* **Exercise**
Copy every one of the rows below word for word, leaving out the pictures.

* **Given data**
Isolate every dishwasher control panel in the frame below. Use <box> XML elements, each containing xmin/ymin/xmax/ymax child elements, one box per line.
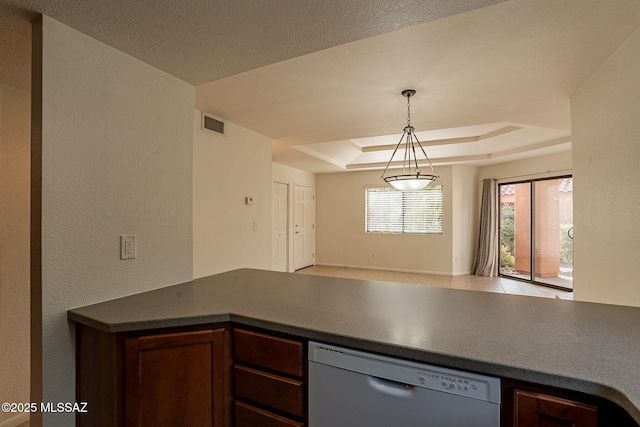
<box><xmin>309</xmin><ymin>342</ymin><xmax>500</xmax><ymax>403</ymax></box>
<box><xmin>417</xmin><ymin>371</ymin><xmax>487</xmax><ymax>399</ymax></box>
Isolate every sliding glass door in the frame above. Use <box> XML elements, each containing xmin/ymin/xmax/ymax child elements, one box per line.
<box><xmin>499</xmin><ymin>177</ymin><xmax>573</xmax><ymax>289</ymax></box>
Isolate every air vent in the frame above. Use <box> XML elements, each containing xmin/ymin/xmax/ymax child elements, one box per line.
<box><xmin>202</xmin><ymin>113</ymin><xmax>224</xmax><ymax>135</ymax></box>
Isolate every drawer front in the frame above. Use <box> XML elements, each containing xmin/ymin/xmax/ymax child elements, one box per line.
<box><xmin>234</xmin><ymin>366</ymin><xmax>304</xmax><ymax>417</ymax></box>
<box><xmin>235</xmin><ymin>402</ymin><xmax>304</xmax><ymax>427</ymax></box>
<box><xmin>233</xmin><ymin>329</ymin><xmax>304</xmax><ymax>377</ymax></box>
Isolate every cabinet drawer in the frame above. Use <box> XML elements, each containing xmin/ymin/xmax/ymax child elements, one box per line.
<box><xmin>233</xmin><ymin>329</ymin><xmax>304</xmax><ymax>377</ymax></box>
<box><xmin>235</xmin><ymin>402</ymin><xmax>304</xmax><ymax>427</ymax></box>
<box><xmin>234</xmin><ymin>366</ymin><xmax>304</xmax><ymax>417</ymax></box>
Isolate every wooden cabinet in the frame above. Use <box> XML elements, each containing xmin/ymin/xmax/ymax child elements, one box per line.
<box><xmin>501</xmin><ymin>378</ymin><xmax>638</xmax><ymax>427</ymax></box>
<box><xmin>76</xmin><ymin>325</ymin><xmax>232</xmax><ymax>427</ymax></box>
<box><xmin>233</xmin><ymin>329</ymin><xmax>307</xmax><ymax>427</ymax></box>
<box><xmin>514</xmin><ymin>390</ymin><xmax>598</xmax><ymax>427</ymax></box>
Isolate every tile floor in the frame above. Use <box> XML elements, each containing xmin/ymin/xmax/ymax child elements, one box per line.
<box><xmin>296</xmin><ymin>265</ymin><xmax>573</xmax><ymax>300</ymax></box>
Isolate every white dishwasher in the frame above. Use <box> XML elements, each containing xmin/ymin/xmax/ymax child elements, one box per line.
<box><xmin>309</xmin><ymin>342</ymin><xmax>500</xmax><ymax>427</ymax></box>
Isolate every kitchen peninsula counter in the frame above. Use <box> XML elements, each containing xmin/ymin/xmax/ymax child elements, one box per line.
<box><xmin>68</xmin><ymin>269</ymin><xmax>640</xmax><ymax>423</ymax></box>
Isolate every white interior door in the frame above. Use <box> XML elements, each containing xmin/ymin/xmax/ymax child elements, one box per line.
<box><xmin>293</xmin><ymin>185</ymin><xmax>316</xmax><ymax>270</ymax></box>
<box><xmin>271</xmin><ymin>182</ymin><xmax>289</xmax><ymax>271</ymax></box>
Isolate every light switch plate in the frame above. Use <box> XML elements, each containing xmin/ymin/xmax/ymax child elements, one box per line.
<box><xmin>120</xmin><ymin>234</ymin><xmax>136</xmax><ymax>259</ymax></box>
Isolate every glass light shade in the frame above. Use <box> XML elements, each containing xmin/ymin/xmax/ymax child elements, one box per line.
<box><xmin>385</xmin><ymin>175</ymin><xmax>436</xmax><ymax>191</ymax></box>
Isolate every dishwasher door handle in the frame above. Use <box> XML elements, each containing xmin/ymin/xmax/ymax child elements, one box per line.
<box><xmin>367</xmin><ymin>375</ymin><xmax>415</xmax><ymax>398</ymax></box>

* **Output below**
Isolate every dishwasher control panel in the frame below. Use <box> XML elements, each containing xmin/ymin/xmax/ymax child elements, one box per line.
<box><xmin>309</xmin><ymin>342</ymin><xmax>500</xmax><ymax>403</ymax></box>
<box><xmin>417</xmin><ymin>371</ymin><xmax>487</xmax><ymax>399</ymax></box>
Isolate every sliding glass door in the frame above. Use <box> XML elements, each containing xmin/ymin/xmax/ymax child elements, one box per line.
<box><xmin>499</xmin><ymin>177</ymin><xmax>573</xmax><ymax>289</ymax></box>
Isolate every air vent in the frame above. Use <box> XML elements, each containing xmin/ymin/xmax/ymax child elements, one box per line.
<box><xmin>202</xmin><ymin>113</ymin><xmax>224</xmax><ymax>135</ymax></box>
Isolate every drawer front in the frame above. Use <box> XML elements, each containing xmin/ymin/xmax/ymax child elements, one box per line.
<box><xmin>234</xmin><ymin>366</ymin><xmax>304</xmax><ymax>417</ymax></box>
<box><xmin>235</xmin><ymin>402</ymin><xmax>304</xmax><ymax>427</ymax></box>
<box><xmin>233</xmin><ymin>329</ymin><xmax>304</xmax><ymax>377</ymax></box>
Isolate every cabinet drawer in the frame above. Use <box> XML elements, each containing xmin/ymin/xmax/ymax child elements, one box per line.
<box><xmin>233</xmin><ymin>329</ymin><xmax>304</xmax><ymax>377</ymax></box>
<box><xmin>235</xmin><ymin>402</ymin><xmax>304</xmax><ymax>427</ymax></box>
<box><xmin>234</xmin><ymin>366</ymin><xmax>304</xmax><ymax>417</ymax></box>
Isolate every wooden cabinet in the frame above. Use <box> XML elements, each containing xmin/ymin/xmax/ymax child elements, one box per line.
<box><xmin>501</xmin><ymin>378</ymin><xmax>638</xmax><ymax>427</ymax></box>
<box><xmin>76</xmin><ymin>325</ymin><xmax>232</xmax><ymax>427</ymax></box>
<box><xmin>233</xmin><ymin>329</ymin><xmax>307</xmax><ymax>427</ymax></box>
<box><xmin>514</xmin><ymin>390</ymin><xmax>598</xmax><ymax>427</ymax></box>
Isolate every tile floor in the frame above. Use <box> XML elements, each containing xmin/ymin/xmax/ymax child elements, one box per line.
<box><xmin>296</xmin><ymin>265</ymin><xmax>573</xmax><ymax>300</ymax></box>
Isolate every white dishwasher in the frame above. Use <box> XML elements, each containing xmin/ymin/xmax/ymax child elements, one box per line.
<box><xmin>309</xmin><ymin>342</ymin><xmax>500</xmax><ymax>427</ymax></box>
Isolate every kitchen peninsula counter in the frame above. Use <box> XML elements, each containing xmin/ymin/xmax/ymax child elements, one box per line.
<box><xmin>68</xmin><ymin>269</ymin><xmax>640</xmax><ymax>423</ymax></box>
Isolate every white interior door in the frame above. Use <box> XML elements, each containing xmin/ymin/xmax/ymax child elements, one box per line.
<box><xmin>293</xmin><ymin>185</ymin><xmax>316</xmax><ymax>270</ymax></box>
<box><xmin>271</xmin><ymin>182</ymin><xmax>289</xmax><ymax>271</ymax></box>
Isolate every light switch plate in the frame above. Use <box> XML elements, each containing xmin/ymin/xmax/ymax child elements, one box per line.
<box><xmin>120</xmin><ymin>234</ymin><xmax>136</xmax><ymax>259</ymax></box>
Isolate every glass light shade in the frame above. Use <box> XML elements, each containing xmin/ymin/xmax/ymax child elements, one box per line.
<box><xmin>385</xmin><ymin>175</ymin><xmax>436</xmax><ymax>191</ymax></box>
Isolate every dishwasher door handle in the frame above. Use <box> XML elements, each containing xmin/ymin/xmax/ymax child elements, one box per line.
<box><xmin>367</xmin><ymin>375</ymin><xmax>415</xmax><ymax>398</ymax></box>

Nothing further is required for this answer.